- The task:
Can you render the part of the material that opens with the line containing "Could you point out the lake" and closes with the line containing "(352, 1109)" as a numbered list, skipping blank lines? Leave the pictures out.

Stored entries
+++
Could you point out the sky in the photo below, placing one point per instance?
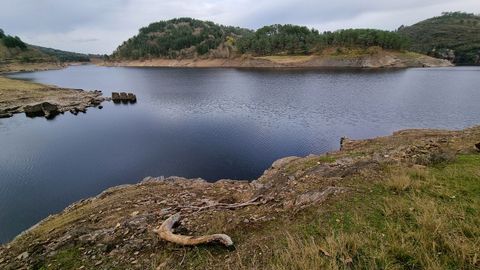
(99, 26)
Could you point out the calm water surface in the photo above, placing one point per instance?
(209, 123)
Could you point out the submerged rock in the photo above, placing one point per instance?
(123, 97)
(34, 110)
(4, 114)
(46, 109)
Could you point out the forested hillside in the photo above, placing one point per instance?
(293, 39)
(183, 37)
(454, 36)
(14, 50)
(189, 38)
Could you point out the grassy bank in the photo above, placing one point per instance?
(406, 201)
(408, 218)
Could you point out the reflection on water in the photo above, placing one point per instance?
(210, 123)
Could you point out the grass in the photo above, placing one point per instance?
(286, 58)
(413, 218)
(12, 84)
(400, 218)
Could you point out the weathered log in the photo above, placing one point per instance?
(165, 231)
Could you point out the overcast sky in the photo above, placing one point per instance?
(99, 26)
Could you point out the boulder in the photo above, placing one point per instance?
(50, 110)
(132, 97)
(116, 97)
(123, 97)
(34, 110)
(5, 114)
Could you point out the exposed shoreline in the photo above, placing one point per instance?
(383, 59)
(34, 99)
(114, 228)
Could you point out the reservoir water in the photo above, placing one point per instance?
(209, 123)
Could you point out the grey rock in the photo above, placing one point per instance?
(34, 110)
(23, 256)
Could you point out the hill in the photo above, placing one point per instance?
(194, 43)
(190, 38)
(454, 36)
(16, 55)
(406, 201)
(180, 38)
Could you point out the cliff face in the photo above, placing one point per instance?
(379, 59)
(294, 198)
(454, 36)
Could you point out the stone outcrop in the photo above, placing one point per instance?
(116, 229)
(123, 97)
(46, 109)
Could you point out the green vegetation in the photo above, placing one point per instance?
(414, 218)
(292, 39)
(187, 38)
(173, 38)
(64, 56)
(14, 52)
(454, 36)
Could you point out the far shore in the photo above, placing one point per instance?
(384, 59)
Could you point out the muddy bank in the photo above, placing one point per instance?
(116, 228)
(384, 59)
(30, 67)
(34, 99)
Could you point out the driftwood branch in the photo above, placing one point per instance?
(165, 231)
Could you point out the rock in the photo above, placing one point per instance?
(115, 97)
(46, 109)
(34, 110)
(123, 97)
(23, 256)
(5, 114)
(132, 98)
(50, 110)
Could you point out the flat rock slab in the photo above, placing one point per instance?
(123, 97)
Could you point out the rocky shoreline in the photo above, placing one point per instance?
(383, 59)
(116, 228)
(44, 101)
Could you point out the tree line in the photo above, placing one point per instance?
(12, 41)
(292, 39)
(177, 37)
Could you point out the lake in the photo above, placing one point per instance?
(209, 123)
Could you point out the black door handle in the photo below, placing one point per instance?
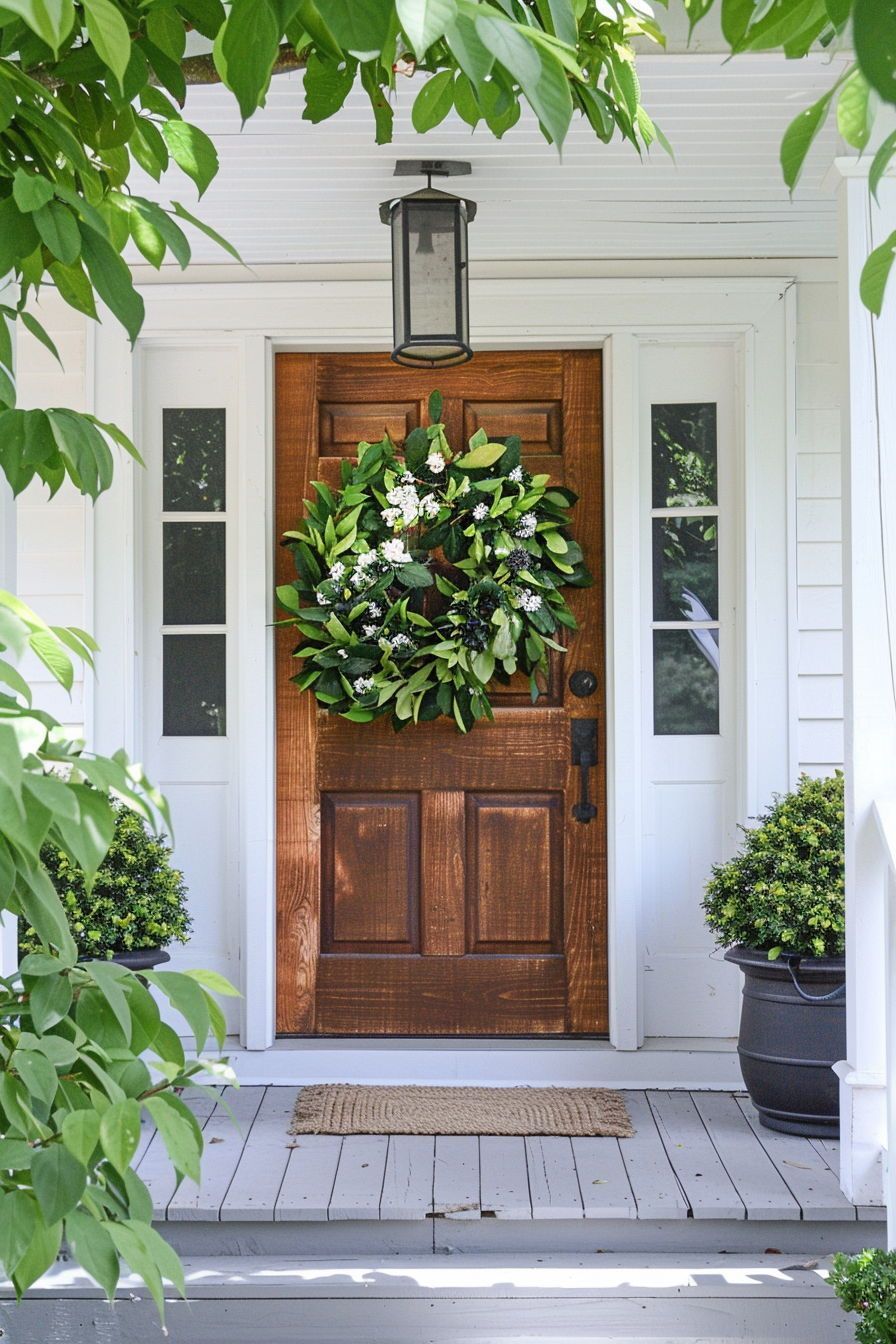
(583, 739)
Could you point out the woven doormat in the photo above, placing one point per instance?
(351, 1109)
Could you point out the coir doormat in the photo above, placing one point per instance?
(352, 1109)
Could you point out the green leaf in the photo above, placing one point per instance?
(109, 35)
(876, 273)
(192, 151)
(81, 1135)
(434, 101)
(120, 1133)
(59, 1182)
(875, 42)
(852, 110)
(249, 45)
(94, 1250)
(50, 19)
(799, 136)
(425, 22)
(18, 1218)
(539, 74)
(112, 281)
(30, 190)
(484, 454)
(206, 229)
(880, 163)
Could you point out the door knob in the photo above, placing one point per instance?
(583, 683)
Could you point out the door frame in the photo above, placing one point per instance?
(528, 307)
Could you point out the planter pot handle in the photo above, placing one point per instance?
(791, 961)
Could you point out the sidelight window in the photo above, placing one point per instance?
(194, 524)
(685, 569)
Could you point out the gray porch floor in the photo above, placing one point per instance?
(699, 1172)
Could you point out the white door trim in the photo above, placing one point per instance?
(532, 312)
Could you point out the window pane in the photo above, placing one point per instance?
(194, 588)
(685, 682)
(194, 460)
(194, 686)
(684, 454)
(685, 569)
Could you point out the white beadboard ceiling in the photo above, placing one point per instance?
(290, 192)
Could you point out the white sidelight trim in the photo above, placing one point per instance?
(869, 652)
(521, 311)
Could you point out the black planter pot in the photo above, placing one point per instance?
(143, 958)
(789, 1040)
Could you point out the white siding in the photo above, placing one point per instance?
(51, 532)
(820, 656)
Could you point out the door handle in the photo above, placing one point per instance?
(583, 741)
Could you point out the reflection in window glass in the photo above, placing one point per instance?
(194, 686)
(194, 590)
(685, 569)
(684, 454)
(194, 460)
(685, 682)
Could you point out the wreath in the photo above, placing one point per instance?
(427, 578)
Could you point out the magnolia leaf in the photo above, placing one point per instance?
(58, 1180)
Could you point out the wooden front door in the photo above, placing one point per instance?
(431, 883)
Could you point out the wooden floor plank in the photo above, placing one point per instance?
(308, 1182)
(705, 1183)
(751, 1171)
(259, 1172)
(226, 1133)
(155, 1168)
(606, 1191)
(554, 1184)
(504, 1178)
(359, 1178)
(407, 1186)
(805, 1172)
(653, 1182)
(456, 1186)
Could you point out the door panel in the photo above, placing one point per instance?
(431, 883)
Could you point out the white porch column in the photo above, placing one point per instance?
(869, 664)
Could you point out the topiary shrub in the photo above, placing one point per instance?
(867, 1284)
(785, 890)
(137, 899)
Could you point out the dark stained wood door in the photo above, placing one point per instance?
(431, 883)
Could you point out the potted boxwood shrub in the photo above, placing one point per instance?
(137, 903)
(778, 907)
(867, 1284)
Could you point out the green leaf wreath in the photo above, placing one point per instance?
(488, 539)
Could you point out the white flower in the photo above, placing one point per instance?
(395, 553)
(529, 601)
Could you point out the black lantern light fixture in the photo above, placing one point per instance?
(430, 292)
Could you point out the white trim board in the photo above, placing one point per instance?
(618, 313)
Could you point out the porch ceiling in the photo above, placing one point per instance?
(293, 192)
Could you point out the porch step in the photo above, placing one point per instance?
(474, 1300)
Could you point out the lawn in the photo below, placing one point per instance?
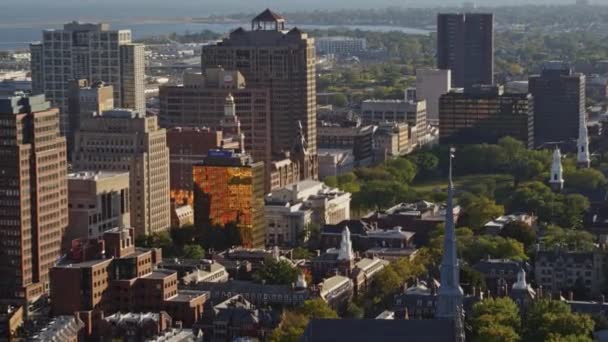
(463, 183)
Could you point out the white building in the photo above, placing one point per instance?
(340, 45)
(125, 140)
(291, 209)
(430, 85)
(92, 52)
(286, 223)
(98, 201)
(411, 112)
(333, 162)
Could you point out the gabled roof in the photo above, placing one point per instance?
(268, 15)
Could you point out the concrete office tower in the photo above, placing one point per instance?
(201, 102)
(84, 99)
(411, 112)
(229, 188)
(125, 140)
(282, 61)
(98, 202)
(430, 85)
(559, 103)
(465, 45)
(92, 52)
(33, 195)
(484, 114)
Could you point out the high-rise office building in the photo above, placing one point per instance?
(98, 201)
(465, 45)
(84, 99)
(398, 111)
(92, 52)
(125, 140)
(229, 188)
(484, 114)
(270, 57)
(189, 146)
(201, 102)
(33, 195)
(559, 103)
(430, 85)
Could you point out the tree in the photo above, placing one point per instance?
(482, 246)
(193, 252)
(495, 320)
(294, 323)
(478, 210)
(338, 100)
(354, 311)
(496, 333)
(520, 231)
(276, 273)
(553, 320)
(585, 180)
(571, 239)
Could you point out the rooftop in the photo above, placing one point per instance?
(268, 15)
(94, 175)
(160, 273)
(188, 295)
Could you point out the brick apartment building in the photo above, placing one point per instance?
(126, 280)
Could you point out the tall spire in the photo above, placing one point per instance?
(521, 283)
(557, 178)
(582, 144)
(230, 123)
(449, 300)
(346, 246)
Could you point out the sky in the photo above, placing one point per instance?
(25, 12)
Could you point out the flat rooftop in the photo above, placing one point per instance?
(95, 175)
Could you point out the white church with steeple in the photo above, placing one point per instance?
(557, 172)
(450, 294)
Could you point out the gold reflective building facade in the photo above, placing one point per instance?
(229, 188)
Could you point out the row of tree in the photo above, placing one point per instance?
(544, 320)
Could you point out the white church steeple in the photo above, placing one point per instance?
(450, 295)
(557, 178)
(582, 144)
(346, 246)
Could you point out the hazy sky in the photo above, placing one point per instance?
(28, 11)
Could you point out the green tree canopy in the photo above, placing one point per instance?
(496, 319)
(550, 320)
(478, 210)
(571, 239)
(520, 231)
(585, 179)
(276, 273)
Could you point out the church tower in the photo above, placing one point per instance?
(299, 153)
(557, 179)
(582, 145)
(230, 123)
(450, 296)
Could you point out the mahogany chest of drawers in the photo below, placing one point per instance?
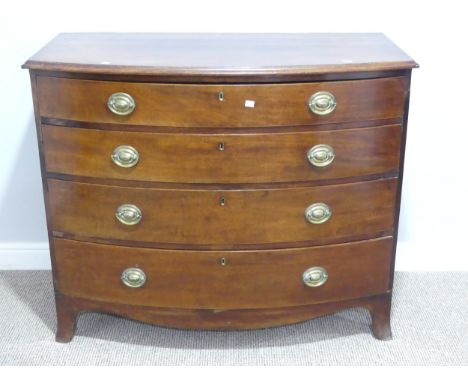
+++
- Result of this task:
1. Could you point out the lake in the photo above, placing one point per instance?
2. (209, 123)
3. Could you point out the black door handle in the photo below, placing one point per instance?
4. (583, 739)
5. Could you point out the woven doormat in the photo above, placing one point per instance?
6. (351, 1109)
7. Could you point out the coir doormat in the photo above, placing one point per instance?
8. (352, 1109)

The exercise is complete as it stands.